▶ _Action item_: In the entries that follow, how many lines contain "below"? Answer with the number only.

▶ _Records for this exercise_:
[Start of section]

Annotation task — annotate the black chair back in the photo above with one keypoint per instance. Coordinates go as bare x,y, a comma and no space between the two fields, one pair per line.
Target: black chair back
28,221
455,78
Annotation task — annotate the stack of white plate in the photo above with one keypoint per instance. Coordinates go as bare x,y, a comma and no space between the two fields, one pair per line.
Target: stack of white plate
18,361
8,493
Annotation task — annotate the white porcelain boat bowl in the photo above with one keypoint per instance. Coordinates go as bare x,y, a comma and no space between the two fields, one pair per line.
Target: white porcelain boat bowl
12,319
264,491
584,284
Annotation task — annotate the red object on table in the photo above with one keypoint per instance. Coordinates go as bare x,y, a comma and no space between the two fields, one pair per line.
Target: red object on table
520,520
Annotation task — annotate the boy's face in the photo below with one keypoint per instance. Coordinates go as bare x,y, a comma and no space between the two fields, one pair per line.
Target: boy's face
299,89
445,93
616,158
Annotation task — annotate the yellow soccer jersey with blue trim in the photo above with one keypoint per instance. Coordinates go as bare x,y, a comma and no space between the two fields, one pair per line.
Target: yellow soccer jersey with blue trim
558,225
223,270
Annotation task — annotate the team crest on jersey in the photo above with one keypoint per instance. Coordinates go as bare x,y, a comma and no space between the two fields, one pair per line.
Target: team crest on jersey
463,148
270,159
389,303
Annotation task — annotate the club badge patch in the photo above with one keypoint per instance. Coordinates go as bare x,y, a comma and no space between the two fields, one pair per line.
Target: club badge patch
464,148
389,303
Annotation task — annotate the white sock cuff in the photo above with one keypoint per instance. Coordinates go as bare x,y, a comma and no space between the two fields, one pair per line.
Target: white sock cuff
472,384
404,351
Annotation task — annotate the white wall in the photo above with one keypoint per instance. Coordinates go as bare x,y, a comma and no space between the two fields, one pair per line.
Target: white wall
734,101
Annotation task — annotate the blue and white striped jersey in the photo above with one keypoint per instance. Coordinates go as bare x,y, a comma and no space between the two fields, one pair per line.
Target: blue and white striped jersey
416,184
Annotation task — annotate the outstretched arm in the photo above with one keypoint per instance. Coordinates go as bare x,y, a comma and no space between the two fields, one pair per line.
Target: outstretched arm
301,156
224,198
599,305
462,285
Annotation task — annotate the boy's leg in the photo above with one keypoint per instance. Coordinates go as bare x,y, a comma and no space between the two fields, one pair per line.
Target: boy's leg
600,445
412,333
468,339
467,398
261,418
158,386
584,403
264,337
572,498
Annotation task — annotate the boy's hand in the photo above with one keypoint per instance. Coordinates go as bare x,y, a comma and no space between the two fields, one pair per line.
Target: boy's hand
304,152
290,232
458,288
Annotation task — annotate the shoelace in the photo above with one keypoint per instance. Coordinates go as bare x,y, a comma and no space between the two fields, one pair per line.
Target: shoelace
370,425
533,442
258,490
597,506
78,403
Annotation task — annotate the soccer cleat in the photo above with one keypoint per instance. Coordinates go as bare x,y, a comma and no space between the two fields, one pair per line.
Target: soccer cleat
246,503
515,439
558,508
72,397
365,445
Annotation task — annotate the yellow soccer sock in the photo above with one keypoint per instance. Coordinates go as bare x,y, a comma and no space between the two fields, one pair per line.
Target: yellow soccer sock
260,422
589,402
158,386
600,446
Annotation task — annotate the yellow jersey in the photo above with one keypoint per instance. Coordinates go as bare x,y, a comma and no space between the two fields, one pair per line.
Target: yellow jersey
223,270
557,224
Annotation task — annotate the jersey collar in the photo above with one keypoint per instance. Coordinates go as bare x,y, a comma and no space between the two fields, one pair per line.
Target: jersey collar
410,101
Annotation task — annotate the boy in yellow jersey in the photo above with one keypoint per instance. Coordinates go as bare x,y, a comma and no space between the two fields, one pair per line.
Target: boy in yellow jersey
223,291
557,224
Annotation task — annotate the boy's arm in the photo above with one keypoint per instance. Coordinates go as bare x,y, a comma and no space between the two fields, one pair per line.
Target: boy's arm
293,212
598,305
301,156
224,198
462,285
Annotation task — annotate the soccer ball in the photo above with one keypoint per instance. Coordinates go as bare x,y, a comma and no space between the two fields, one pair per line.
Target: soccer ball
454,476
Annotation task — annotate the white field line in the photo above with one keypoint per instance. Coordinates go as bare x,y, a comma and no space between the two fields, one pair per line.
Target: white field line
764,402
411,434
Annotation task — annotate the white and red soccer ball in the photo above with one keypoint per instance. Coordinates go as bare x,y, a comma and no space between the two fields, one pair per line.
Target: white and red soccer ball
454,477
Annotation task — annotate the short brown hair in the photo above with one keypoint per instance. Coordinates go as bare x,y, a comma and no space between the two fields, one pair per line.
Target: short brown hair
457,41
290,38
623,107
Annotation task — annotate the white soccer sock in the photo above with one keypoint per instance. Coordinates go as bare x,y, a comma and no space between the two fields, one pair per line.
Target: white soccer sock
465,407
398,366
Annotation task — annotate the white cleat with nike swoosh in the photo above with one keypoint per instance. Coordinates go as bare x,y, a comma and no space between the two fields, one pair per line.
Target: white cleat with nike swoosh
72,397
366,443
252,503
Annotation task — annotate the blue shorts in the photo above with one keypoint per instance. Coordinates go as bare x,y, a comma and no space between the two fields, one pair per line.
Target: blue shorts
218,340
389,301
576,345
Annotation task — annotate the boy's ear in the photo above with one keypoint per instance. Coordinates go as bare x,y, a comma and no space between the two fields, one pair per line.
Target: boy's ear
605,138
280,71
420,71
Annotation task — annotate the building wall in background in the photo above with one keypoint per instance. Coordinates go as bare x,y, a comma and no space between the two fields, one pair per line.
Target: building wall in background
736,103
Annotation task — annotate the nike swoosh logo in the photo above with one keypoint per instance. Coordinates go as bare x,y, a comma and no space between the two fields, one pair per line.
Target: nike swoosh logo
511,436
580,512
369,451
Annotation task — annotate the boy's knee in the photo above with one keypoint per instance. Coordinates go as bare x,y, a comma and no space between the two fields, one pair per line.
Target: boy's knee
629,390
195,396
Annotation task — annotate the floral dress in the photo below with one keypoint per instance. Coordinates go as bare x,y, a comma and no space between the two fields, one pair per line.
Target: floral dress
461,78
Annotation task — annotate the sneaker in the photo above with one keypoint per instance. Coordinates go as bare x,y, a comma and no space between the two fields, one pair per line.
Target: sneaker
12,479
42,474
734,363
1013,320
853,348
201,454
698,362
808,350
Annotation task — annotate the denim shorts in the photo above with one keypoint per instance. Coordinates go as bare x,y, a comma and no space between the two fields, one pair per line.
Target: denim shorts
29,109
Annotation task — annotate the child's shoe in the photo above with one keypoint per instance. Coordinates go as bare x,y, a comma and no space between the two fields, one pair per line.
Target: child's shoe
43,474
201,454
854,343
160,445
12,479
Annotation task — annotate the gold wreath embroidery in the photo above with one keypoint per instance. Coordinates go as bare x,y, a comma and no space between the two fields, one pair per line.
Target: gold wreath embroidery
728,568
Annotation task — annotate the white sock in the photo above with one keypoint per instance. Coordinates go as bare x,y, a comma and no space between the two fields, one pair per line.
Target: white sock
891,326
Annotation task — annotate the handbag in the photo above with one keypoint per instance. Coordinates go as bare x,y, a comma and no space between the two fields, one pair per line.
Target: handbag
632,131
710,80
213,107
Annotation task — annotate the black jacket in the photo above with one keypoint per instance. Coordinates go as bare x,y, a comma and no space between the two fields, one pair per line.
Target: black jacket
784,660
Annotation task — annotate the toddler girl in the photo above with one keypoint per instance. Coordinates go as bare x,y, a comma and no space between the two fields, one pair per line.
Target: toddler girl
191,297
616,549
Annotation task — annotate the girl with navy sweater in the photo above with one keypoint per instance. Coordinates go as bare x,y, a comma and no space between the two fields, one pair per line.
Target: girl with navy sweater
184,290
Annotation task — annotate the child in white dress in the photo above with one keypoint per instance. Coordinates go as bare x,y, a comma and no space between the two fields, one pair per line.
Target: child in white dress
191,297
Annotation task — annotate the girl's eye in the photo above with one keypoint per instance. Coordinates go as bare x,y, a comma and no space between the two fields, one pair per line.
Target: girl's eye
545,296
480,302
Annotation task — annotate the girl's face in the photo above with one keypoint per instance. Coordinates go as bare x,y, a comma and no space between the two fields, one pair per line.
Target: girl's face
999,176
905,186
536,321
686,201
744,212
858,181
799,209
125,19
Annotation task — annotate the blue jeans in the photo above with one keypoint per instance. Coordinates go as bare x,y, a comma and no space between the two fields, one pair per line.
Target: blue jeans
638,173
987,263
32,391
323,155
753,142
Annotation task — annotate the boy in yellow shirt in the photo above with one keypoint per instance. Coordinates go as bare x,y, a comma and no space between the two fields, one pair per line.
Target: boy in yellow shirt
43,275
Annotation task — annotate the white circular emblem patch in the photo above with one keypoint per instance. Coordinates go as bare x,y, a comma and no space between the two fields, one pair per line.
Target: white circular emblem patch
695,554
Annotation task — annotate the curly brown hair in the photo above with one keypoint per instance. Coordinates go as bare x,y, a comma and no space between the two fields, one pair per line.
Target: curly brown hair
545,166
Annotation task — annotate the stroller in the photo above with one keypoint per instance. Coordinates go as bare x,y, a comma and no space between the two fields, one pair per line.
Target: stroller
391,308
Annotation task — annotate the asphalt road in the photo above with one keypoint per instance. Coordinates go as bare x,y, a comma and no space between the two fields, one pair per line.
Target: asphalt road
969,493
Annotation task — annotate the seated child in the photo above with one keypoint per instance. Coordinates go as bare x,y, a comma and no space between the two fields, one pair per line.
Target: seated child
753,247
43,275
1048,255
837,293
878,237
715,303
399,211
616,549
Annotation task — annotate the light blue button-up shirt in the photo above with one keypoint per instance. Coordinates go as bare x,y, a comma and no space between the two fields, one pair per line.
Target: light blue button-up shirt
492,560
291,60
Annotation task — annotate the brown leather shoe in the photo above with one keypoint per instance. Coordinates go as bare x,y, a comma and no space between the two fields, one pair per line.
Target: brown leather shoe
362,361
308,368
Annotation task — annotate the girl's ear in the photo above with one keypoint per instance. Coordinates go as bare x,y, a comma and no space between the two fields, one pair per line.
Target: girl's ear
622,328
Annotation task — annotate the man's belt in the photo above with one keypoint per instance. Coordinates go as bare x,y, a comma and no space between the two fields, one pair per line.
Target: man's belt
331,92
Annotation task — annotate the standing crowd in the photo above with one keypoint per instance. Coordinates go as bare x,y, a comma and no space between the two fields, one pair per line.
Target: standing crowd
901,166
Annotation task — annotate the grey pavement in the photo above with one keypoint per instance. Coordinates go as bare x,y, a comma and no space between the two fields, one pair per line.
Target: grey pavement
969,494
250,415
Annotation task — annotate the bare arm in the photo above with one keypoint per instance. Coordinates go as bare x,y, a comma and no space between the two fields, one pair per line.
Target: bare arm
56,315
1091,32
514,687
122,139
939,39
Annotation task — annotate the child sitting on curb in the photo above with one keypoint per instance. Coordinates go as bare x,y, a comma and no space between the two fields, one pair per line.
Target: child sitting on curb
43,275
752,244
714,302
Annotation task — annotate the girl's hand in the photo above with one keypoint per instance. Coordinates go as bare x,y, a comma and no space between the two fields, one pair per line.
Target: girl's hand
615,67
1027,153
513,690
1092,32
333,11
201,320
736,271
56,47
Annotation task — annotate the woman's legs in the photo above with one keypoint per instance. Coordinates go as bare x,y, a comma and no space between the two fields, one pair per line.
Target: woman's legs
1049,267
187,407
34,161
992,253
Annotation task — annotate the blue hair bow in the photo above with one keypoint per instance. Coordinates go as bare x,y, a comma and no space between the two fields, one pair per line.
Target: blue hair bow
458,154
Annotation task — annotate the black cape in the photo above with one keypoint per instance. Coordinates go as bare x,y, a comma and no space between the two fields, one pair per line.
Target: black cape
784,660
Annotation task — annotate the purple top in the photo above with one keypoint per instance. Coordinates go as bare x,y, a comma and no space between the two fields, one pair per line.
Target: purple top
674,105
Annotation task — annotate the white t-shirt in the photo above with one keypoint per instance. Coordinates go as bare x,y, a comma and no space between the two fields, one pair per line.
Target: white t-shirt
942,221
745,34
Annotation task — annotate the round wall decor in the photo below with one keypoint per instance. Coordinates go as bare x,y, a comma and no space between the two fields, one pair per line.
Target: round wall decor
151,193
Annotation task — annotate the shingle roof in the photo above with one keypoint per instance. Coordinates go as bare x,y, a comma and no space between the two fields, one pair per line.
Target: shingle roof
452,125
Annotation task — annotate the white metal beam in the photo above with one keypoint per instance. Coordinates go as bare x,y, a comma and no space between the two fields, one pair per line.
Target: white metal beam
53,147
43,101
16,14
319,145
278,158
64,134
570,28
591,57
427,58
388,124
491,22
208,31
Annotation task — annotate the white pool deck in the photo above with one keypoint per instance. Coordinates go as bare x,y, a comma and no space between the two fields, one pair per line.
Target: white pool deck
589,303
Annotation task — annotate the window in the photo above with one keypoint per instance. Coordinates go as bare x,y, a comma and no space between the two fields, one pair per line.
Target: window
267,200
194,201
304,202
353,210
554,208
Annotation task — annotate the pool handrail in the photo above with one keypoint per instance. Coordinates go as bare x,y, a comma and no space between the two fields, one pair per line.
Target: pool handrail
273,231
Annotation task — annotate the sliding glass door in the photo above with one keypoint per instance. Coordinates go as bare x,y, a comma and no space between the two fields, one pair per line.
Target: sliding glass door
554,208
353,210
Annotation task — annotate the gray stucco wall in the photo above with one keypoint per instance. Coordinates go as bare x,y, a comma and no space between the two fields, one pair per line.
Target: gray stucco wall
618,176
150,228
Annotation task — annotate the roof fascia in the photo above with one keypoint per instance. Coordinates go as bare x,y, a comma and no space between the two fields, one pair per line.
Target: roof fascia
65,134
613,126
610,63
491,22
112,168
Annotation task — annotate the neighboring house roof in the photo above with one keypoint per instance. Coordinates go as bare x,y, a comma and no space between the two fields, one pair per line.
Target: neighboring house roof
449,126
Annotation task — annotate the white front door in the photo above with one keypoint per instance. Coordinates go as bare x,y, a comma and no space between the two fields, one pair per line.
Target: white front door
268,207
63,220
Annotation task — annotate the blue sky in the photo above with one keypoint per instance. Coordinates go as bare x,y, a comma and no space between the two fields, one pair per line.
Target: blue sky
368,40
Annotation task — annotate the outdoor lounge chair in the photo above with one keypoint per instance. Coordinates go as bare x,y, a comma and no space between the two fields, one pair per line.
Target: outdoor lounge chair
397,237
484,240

[End of section]

▶ _Task solution_: 3